(Dataset records on object locations)
----

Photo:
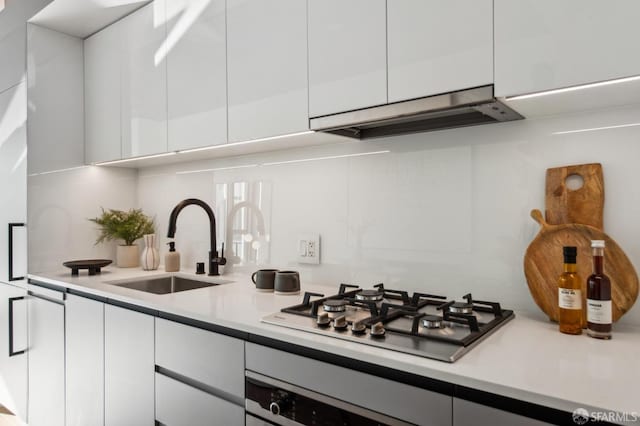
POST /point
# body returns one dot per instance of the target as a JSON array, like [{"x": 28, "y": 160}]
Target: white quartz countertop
[{"x": 526, "y": 359}]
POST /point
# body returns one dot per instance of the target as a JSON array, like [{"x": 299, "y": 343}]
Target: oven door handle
[
  {"x": 10, "y": 260},
  {"x": 11, "y": 331}
]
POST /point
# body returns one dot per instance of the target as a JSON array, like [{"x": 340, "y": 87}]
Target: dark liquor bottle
[
  {"x": 599, "y": 316},
  {"x": 570, "y": 307}
]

----

Exercise requirements:
Can you format all of the lines above as a Markdown table with the columns Row and Line, skipping blank lines and leaving the picture out?

Result:
| Row | Line |
|---|---|
| 1 | Photo: |
| 2 | POST /point |
| 3 | # body returns one dot per instance of the target as a JSON array, like [{"x": 28, "y": 160}] |
| 4 | Target: white quartz countertop |
| 5 | [{"x": 526, "y": 359}] |
| 6 | POST /point |
| 7 | # body returns one dot per instance of the target as a JSON array, like [{"x": 299, "y": 343}] |
| 8 | Target: oven door handle |
| 9 | [ |
| 10 |   {"x": 10, "y": 260}, |
| 11 |   {"x": 11, "y": 331} |
| 12 | ] |
| 13 | POST /point |
| 14 | # body returns one dot per instance of the target as a JSON array, like [{"x": 340, "y": 87}] |
| 15 | Target: dark liquor bottle |
| 16 | [ |
| 17 |   {"x": 599, "y": 316}, |
| 18 |   {"x": 570, "y": 307} |
| 19 | ] |